*Text provided*:
>>>>>
= Antinarcissism =

Form of narcissistic character

Antinarcissism is a specific form of narcissistic character that, rather than aggrandising the ego, restricts its scope without diminishing the amount of self-investment involved. It is seen in the philosophy of Ubuntu and the works of figures such as Nelson Mandela, that do not advocate any form of supremacy or the elevation of self above the community.

==Development==
Antinarcissism was first introduced by Francis Pasche in 1964 within the theoretical debate that initially sought out to define narcissism and describe its role in psychic development. Pasche described the concept as a centrifugal investment, in which the subject tends to be divested of self, to give up their own substance and reserves of love, independent of any economic factors.

Christopher Bollas introduced the concept of antinarcissism to describe a self-limiting kind of narcissist who refuses to develop themselves or use their talents, so as to maintain their exaggerated sense of self-importance in defeat. "This anti-elaborative person 'stews in his own juice' and adamantly refuses to nurture himself". The antinarcissist may preserve a hostile, even sadistic, core behind a self-effacing facade of care and consideration for others.
<<<<<
*Listing*:
>>>>>
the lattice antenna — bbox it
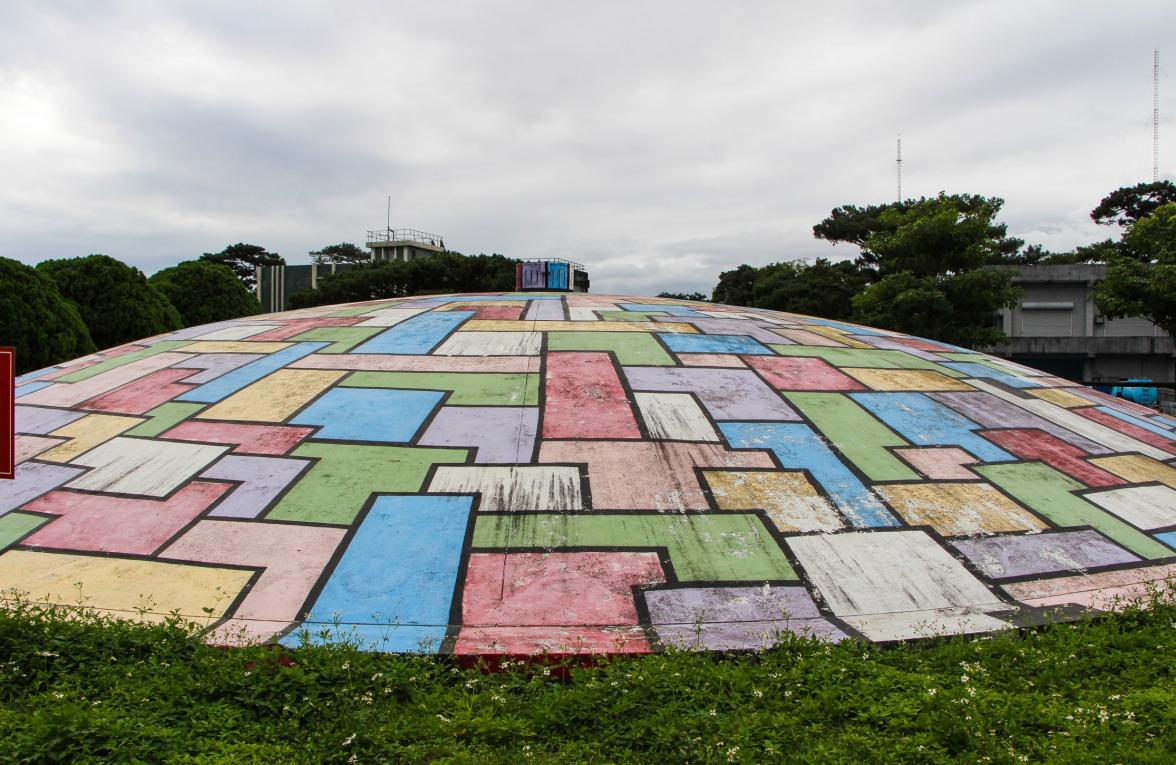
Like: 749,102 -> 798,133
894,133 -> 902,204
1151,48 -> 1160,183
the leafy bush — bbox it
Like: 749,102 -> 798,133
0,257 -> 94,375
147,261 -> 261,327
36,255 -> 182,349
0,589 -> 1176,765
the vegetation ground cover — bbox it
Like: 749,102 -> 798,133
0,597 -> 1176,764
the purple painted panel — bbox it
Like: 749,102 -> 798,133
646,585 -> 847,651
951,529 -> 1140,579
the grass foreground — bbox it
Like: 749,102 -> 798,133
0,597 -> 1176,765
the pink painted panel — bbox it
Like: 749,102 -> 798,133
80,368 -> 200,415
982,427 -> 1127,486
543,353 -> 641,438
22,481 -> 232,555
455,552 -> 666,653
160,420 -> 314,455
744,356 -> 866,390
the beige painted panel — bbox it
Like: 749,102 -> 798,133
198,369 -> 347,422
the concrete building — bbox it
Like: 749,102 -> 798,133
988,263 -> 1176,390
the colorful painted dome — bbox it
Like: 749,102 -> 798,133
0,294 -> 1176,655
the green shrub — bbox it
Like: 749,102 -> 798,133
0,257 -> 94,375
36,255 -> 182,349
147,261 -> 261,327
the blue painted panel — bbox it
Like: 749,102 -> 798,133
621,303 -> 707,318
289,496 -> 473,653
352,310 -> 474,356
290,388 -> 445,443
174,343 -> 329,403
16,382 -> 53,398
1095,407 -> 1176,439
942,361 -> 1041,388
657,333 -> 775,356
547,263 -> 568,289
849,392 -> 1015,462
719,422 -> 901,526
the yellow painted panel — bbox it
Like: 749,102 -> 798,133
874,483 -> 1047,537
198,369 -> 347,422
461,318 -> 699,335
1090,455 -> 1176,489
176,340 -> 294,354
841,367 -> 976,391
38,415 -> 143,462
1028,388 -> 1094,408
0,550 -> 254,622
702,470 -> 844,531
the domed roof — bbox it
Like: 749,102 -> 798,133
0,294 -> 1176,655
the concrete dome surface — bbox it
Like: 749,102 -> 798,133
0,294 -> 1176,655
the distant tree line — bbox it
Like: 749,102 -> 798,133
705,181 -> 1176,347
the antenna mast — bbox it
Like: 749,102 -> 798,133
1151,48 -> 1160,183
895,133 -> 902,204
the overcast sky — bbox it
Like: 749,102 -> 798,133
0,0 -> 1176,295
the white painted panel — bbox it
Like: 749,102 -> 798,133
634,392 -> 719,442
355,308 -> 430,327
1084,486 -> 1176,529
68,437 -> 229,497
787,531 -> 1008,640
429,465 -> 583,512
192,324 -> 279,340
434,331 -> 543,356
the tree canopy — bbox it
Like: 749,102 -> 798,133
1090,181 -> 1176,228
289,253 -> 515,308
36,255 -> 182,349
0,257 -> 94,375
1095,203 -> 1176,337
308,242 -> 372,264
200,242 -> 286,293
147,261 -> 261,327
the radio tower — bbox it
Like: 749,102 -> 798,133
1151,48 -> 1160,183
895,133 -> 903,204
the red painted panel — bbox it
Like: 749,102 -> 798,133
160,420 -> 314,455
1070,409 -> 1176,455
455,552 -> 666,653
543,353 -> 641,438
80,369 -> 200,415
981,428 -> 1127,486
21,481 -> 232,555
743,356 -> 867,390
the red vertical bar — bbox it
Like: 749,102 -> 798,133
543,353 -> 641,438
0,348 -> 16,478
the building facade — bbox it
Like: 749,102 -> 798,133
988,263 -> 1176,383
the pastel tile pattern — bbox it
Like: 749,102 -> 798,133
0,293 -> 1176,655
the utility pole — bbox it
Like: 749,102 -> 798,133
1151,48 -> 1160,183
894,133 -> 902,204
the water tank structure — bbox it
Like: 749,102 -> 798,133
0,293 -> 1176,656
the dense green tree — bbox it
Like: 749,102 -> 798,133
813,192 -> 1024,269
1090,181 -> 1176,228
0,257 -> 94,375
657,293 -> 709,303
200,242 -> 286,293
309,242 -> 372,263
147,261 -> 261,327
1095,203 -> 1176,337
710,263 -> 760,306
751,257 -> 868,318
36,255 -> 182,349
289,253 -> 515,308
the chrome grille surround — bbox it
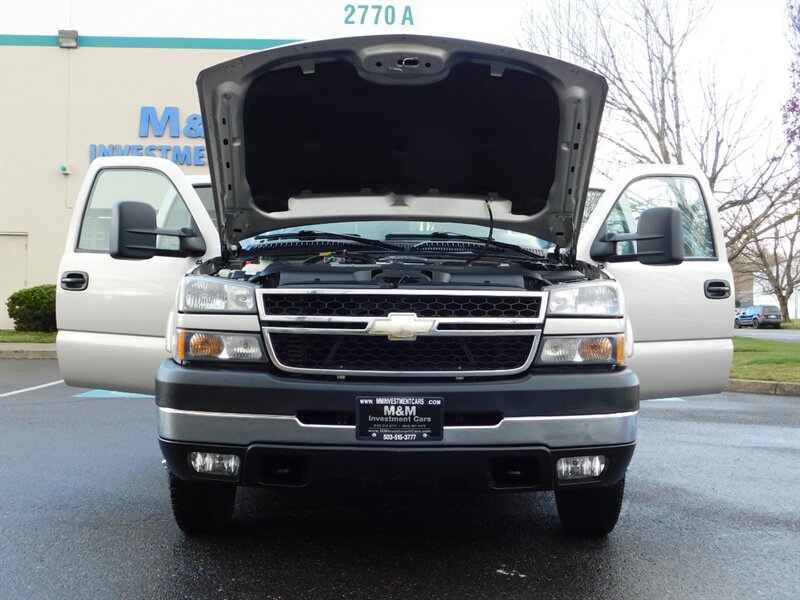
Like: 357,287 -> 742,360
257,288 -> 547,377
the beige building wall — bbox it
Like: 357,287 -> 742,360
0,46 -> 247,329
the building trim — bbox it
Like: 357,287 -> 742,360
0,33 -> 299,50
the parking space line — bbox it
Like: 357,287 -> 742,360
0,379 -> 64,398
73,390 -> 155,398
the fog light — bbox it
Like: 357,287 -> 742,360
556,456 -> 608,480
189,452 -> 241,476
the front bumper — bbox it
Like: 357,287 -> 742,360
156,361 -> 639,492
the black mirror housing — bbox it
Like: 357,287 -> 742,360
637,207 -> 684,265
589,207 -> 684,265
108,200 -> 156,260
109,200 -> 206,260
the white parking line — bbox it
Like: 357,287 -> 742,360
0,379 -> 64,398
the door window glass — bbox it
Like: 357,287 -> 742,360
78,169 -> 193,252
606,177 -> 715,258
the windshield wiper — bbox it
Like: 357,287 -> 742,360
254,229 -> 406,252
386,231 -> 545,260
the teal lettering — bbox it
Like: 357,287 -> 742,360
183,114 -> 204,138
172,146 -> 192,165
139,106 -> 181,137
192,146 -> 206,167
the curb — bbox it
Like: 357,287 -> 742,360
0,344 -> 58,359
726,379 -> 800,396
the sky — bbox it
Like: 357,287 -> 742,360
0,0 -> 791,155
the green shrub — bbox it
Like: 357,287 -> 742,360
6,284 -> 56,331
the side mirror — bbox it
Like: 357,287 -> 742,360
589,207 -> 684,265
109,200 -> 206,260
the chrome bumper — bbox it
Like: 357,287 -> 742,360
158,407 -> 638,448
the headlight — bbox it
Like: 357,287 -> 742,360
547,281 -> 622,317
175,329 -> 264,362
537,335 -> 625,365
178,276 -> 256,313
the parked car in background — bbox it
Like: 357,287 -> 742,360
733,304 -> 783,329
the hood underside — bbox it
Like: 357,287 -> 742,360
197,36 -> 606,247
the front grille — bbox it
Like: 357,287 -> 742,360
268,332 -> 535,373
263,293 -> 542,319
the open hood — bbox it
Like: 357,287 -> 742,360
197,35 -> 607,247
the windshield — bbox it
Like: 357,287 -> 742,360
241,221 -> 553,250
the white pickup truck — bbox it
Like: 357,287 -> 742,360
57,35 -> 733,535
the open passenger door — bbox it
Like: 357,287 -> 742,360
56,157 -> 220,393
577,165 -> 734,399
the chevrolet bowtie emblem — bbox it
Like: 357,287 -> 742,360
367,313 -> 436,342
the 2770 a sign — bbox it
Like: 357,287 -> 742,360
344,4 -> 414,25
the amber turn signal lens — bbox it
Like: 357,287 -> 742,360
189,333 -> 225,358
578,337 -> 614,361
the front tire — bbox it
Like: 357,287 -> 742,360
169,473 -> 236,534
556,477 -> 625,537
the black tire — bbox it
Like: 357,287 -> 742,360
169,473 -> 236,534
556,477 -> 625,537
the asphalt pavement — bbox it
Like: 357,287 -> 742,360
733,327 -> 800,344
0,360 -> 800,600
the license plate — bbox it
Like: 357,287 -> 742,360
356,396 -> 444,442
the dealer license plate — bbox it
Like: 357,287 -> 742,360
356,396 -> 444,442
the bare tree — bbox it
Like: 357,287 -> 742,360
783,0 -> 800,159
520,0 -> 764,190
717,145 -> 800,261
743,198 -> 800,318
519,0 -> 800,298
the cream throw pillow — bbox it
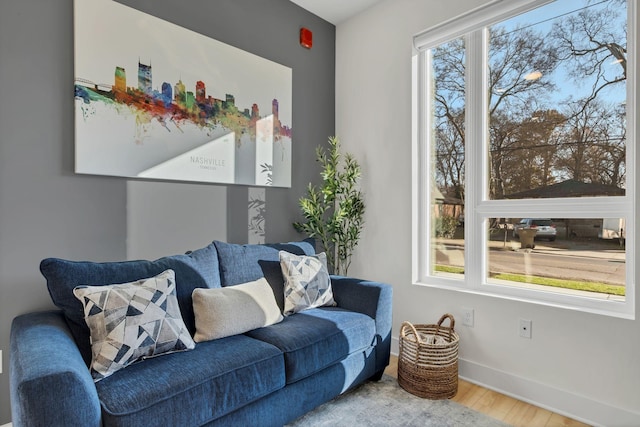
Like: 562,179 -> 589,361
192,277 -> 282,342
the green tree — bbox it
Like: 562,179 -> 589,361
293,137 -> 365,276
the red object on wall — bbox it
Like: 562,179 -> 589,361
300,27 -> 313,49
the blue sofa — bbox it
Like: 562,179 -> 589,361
<<<<<
*To be done*:
(a) According to the text on antinarcissism, who first introduced the concept, and in what year?
(b) List every person named in the text on antinarcissism.
(c) Write a continuation of the text on antinarcissism, starting after its last sentence.

*Task-by-task outputs*:
(a) Francis Pasche introduced it in 1964.

(b) Nelson Mandela, Francis Pasche, Christopher Bollas

(c)
André Green similarly wrote of antinarcissism as a negative narcissism that seeks self-destructively to abolish the ego in its "aspiration for nothingness". This is part of his notion of dual narcissism, which is likely to be mapped onto the irreducible dualism of life and death drives, opposing the concept of positive narcissism, which aims to reach unity, and negative narcissism, one that strives toward the zero level and aims at nothingness. Green's concept is akin to Francis Pasche's conception of antinarcissism, which is characterized by an object and a direction.

==Other formulations==
Fritz Wittels earlier described antinarcissism as the tendency of two lovers to lose themselves each in the other. He explained that the essence of love is identification and that each become conscious only in and through one another.

Hélène Cixous saw antinarcissism as the female internalisation of the male gaze – an alien standard to live up to – as opposed to developing their own selves. There is also a concept called Antinarcissistic Rhetoric, which pertains to the way women use rhetors to appropriate patriarchal discourses for the purpose of creating ethos with their audience.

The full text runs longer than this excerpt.